This is a fully escorted tour. The only times we were on our own was typically in the evenings in the cities or when we were visiting friends and family.
So here are some the highlights and the trip logistics of how the China leg of this trip occurred…
Trip Highlights
Hong Kong – This dynamic city had a lot going for it, and we had Julie’s auntie to thank for showing us around and making sure we were fed. We not only saw the Avenue of the Stars in Kowloon, we also got views from Victoria Peak, went to a Big Buddha, strolled through some busy street markets as well as walking streets.
Crown Jewel Cave – The karst limestone of the greater Guilin area was ripe for harboring cave systems. This particular cave also featured an attractive (and loud) waterfall.
Gudong Waterfall – This was actually a series of waterfalls where some of the visitors actually got to climb up some of the drops with rope and hard-hats. We were content to check out each of the many waterfalls along the way, which made for quite a satisfying experience given how many of them there were.
Reed Flute Cave – Of the caves we saw (or were aware of) in the Guilin area, this was probably the prettiest and most spacious one. In fact, of the photos we brought home from this trip, it seemed like this cave was the one that drew the most reaction. And indeed, even seeing it in person made this quite a scenic highlight.
Lijiang River Cruise – This cruise between Guilin and Yangshuo went through signature karst lands that Guilin was known for. For the better part of a day, we stood on the deck to soak in the experience of watching pointy karst peaks jutting high up off the river dwarfing other boats and buildings. Indeed, it was an exercise in non-stop camera clicks.

[PROBLEMS TO SOLVE]
A – Answer these questions about the China trip passage:
(i) Who showed the travelers around Hong Kong?
(ii) What equipment did some visitors use to climb the drops at Gudong Waterfall?
(iii) Between which two places did the Lijiang River cruise run?
B – Please carry on the China trip passage after the Lijiang River Cruise entry, adding more highlights in the same format and tone.

Source records:
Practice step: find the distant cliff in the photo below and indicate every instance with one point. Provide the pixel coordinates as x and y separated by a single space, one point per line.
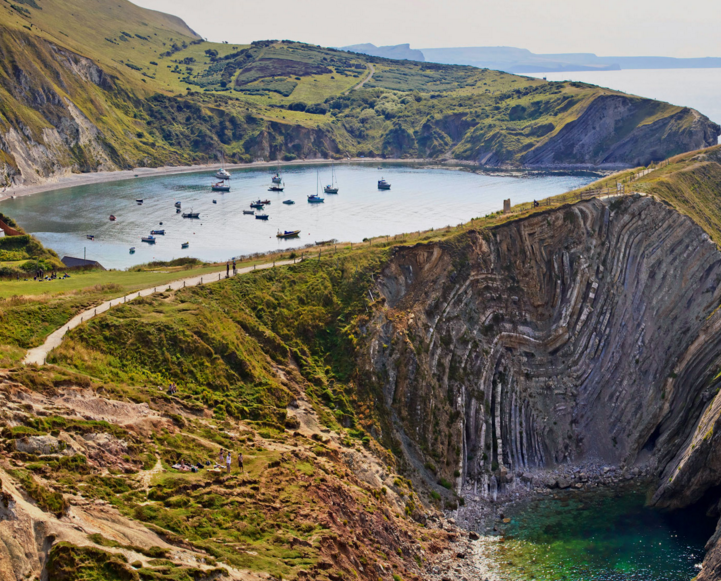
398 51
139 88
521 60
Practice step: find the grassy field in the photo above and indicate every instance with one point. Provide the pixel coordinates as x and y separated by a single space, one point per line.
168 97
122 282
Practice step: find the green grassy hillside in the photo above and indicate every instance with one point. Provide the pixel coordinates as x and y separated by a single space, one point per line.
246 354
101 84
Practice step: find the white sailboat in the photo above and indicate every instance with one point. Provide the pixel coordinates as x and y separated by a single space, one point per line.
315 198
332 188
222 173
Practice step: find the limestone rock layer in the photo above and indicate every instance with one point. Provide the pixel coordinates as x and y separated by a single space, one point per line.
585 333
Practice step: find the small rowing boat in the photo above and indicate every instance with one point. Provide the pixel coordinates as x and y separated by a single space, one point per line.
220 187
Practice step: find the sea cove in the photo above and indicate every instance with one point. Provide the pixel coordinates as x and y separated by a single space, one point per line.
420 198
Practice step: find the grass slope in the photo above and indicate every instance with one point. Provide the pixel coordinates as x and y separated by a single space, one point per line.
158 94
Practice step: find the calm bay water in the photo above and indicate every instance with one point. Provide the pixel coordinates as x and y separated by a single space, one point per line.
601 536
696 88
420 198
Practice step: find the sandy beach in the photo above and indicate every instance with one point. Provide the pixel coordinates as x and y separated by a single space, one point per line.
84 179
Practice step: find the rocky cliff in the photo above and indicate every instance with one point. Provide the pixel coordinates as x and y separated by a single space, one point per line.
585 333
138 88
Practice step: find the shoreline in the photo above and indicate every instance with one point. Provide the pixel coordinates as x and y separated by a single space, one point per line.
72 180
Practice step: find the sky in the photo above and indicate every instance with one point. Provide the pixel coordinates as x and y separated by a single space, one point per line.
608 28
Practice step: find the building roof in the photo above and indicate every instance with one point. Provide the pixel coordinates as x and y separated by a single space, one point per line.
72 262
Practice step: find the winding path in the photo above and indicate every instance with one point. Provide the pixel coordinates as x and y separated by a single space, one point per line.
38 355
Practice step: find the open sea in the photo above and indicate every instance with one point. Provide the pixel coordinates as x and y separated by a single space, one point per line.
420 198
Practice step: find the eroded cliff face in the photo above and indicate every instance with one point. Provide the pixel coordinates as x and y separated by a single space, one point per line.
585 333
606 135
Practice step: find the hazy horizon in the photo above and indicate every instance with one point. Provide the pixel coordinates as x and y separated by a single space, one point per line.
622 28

[RESPONSES IN ORDER]
A –
(i) Julie's auntie
(ii) Rope and hard-hats
(iii) Guilin and Yangshuo

B –
Yangshuo – This was the destination of the Lijiang River Cruise, but this charming made-for-tourist town also featured some scenic highlights like the massive Moon Hill natural arch as well as more karstic formations towering over parts of the town.
Guilin – While the general area may be referred to as Guilin (meaning osmanthus woods), there was actually a city by the same name as well as plenty of eccentric natural formations such as the Elephant Trunk Hill arch, Camel Hill, Fubo Hill (with carvings within alcoves that face the Lijiang River), and more.
Detian Waterfall – It required quite a bit of logistics to reach this remote border waterfall (shared with Vietnam) from Nanning. And even though we didn’t see it in its best flow, it was still a sight to behold as it stood amongst ghostly karst mountains whose silhouettes appear through the tropical haze in this steamy environment. Along the way, we also visited the Shatundie Waterfall.
Dragon Palace Caves – This was an impressive cave system that also featured a waterfall passing through one of the cave openings. To round out the experience, we even went on a little boat ride inside one cavernous cave lit up by artificial lighting.
Huangguoshu Waterfall – This could very well be the most popular waterfall in China as it was a massive wall of water spilling in a block shape. And we did a loop walk that even went behind the “water curtain” while also letting us view the falls from a variety of positions.
Tianlong – This was a historical village where we got to stroll through its touristy throughfare, watch an outdoor Chinese opera play, and check out red-lanterned shrines and corridors along the way.
Qingyan – This was another attractive historical town though this one had an atmospheric back entrance through feudal-looking city walls. Inside were more market streets as well as shrines and temples with burning incense to really make it feel like we had stepped back in time to the Chinese dynastic periods.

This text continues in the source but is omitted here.